— Instructions for the task —
Can you reproduce the entries below line for line, without any change, while omitting the pictures?

Image location labeling entries

- - -

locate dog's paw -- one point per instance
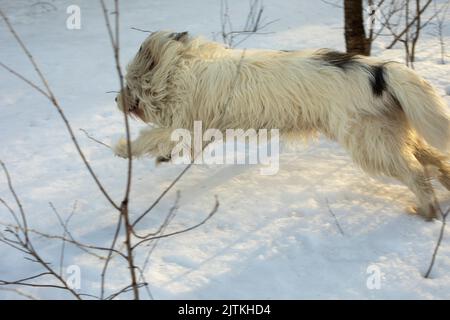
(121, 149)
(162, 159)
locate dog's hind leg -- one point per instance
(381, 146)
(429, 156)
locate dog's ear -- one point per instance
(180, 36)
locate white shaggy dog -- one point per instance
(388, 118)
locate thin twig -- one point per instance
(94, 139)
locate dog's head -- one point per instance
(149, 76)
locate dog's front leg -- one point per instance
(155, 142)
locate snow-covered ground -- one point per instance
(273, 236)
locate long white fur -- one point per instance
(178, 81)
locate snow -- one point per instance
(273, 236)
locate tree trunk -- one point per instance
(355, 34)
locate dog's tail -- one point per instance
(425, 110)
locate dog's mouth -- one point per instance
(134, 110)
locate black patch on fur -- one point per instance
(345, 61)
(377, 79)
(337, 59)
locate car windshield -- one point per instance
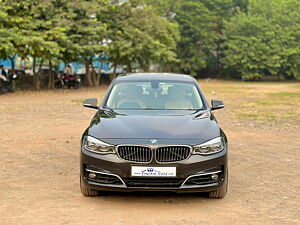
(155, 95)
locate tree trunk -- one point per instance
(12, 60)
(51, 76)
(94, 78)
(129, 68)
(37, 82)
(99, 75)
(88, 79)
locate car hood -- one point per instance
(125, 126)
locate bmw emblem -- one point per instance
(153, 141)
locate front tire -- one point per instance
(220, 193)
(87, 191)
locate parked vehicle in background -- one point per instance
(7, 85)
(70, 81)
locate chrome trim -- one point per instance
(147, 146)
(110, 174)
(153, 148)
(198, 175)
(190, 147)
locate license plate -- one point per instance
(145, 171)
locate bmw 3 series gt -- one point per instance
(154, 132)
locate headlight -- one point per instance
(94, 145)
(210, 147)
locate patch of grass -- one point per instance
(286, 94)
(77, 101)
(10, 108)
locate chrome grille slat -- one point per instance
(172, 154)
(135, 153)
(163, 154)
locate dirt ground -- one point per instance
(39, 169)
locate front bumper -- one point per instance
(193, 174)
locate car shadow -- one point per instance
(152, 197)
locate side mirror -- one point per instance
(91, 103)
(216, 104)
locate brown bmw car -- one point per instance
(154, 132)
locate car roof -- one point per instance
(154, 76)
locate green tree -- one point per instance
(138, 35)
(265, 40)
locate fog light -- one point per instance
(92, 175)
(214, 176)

- - -

— Result —
locate dog's paw -- one point per instance
(121, 149)
(162, 159)
locate dog's hind leg -- one point per instance
(381, 146)
(429, 156)
locate dog's ear -- one point per instance
(180, 36)
locate white shaggy dog -- one point per instance
(388, 118)
locate thin twig -- one point per instance
(94, 139)
locate dog's head -- one point per instance
(149, 76)
locate dog's front leg -- one point per instance
(155, 142)
locate snow-covered ground -- one point per instance
(273, 236)
locate long white fur -- one point per instance
(178, 81)
locate snow -- one point per instance
(273, 236)
locate tree trunk -- one point per instance
(355, 34)
locate dog's tail -- one point per instance
(425, 110)
locate dog's mouth -- one point per instance
(134, 110)
locate black patch on fur -- one point per instance
(345, 61)
(377, 79)
(337, 59)
locate car windshield -- one point per instance
(155, 95)
locate tree trunk -- one point per instance
(12, 60)
(51, 76)
(94, 78)
(129, 68)
(37, 82)
(99, 75)
(88, 79)
locate car hood -- one point per instance
(125, 126)
locate bmw emblem -- one point per instance
(153, 141)
locate front tire -- one point per instance
(220, 193)
(87, 191)
locate parked vehicle in background -- one point per instance
(7, 85)
(70, 81)
locate chrome trim -- one point per instance
(147, 146)
(110, 174)
(153, 148)
(198, 175)
(190, 147)
locate license plate -- one point per instance
(145, 171)
locate bmw 3 series gt -- one point per instance
(154, 132)
locate headlight -- one point per instance
(94, 145)
(210, 147)
locate patch of grass -- one point per instance
(286, 94)
(77, 101)
(10, 108)
locate chrome grille slat -- one point per instance
(172, 154)
(135, 153)
(163, 154)
locate dirt ground -- one point per instance
(39, 169)
locate front bumper -- one point per instance
(193, 174)
locate car shadow -- one point per instance
(152, 197)
locate side mirror -- one point per instance
(91, 103)
(216, 104)
locate brown bmw car -- one point per instance
(154, 132)
locate car roof -- one point per instance
(154, 76)
locate green tree -- one point per instance
(138, 35)
(265, 40)
locate fog light -- one point per instance
(92, 175)
(214, 176)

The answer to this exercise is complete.